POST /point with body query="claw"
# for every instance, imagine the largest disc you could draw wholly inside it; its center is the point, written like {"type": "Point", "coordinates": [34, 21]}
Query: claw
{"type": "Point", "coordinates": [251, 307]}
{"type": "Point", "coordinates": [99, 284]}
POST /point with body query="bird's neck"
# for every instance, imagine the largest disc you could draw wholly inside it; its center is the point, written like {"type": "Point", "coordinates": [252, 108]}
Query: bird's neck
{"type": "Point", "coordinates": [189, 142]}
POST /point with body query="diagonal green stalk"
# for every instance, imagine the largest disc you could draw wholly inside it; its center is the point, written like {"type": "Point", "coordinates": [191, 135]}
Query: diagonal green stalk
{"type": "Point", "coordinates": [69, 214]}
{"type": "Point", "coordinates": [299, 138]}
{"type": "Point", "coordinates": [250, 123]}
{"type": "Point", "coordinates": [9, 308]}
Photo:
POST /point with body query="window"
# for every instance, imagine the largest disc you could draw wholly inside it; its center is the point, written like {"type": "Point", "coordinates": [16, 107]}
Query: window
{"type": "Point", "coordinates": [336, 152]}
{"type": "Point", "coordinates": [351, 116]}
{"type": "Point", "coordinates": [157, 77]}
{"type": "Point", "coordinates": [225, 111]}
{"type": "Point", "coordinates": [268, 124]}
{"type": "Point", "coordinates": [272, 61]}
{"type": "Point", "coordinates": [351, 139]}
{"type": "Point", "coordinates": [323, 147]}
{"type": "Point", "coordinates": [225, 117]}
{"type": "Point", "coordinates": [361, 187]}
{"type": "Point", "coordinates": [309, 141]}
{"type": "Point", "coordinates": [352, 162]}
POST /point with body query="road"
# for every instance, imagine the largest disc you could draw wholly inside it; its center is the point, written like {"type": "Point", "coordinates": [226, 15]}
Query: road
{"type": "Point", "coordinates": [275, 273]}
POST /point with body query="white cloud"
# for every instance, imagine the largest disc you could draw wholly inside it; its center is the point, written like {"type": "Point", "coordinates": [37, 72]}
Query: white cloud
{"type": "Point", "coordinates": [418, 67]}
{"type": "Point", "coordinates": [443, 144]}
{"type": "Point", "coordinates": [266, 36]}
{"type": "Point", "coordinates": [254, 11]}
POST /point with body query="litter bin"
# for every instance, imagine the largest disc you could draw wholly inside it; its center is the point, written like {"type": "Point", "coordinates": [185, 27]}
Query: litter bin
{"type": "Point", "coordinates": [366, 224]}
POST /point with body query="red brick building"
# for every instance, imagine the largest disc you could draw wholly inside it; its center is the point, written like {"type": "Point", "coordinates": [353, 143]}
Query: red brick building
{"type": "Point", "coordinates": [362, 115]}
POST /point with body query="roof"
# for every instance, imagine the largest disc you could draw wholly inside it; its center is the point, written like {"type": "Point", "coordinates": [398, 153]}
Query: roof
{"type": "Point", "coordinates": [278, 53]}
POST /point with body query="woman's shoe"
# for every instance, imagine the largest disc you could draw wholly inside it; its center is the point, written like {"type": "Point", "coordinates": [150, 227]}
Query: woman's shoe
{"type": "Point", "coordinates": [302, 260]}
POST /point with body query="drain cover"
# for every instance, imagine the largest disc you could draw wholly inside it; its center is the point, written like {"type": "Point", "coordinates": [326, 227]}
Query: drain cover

§

Please return every line in the data above that contains the word "disc".

- SOLVED EXERCISE:
# for every instance, imagine the largest disc you could draw wholly inside it; its center is the point, written like {"type": "Point", "coordinates": [34, 21]}
# for every instance, imagine the largest disc you could draw wholly inside it; its center is the point, written like {"type": "Point", "coordinates": [252, 108]}
# for every instance, imagine the largest disc you could draw wholly inside it; its center is the point, written like {"type": "Point", "coordinates": [191, 135]}
# for every instance, imagine the largest disc you could draw wholly inside it; its center is the point, written like {"type": "Point", "coordinates": [16, 107]}
# for every instance, imagine the largest disc you could draw wholly inside it; its center is the point, written like {"type": "Point", "coordinates": [226, 15]}
# for every instance, imagine the largest disc you could draw wholly inside it; its center is the point, written like {"type": "Point", "coordinates": [37, 72]}
# for every instance, imagine the largest disc you could draw wholly inside it; its center is the point, written like {"type": "Point", "coordinates": [185, 27]}
# for every instance, imagine the largest disc you could draw wholly inside it; its center is the point, written like {"type": "Point", "coordinates": [353, 143]}
# for every instance, imagine the largest disc you could draw wholly inside it; its center is the point, written like {"type": "Point", "coordinates": [398, 153]}
# for every instance, imagine the largest disc you could draw wholly inside it; its center is the point, written like {"type": "Point", "coordinates": [150, 227]}
# for every instance, imagine the largest disc you could draw wholly inside it; its center is the point, written like {"type": "Point", "coordinates": [326, 227]}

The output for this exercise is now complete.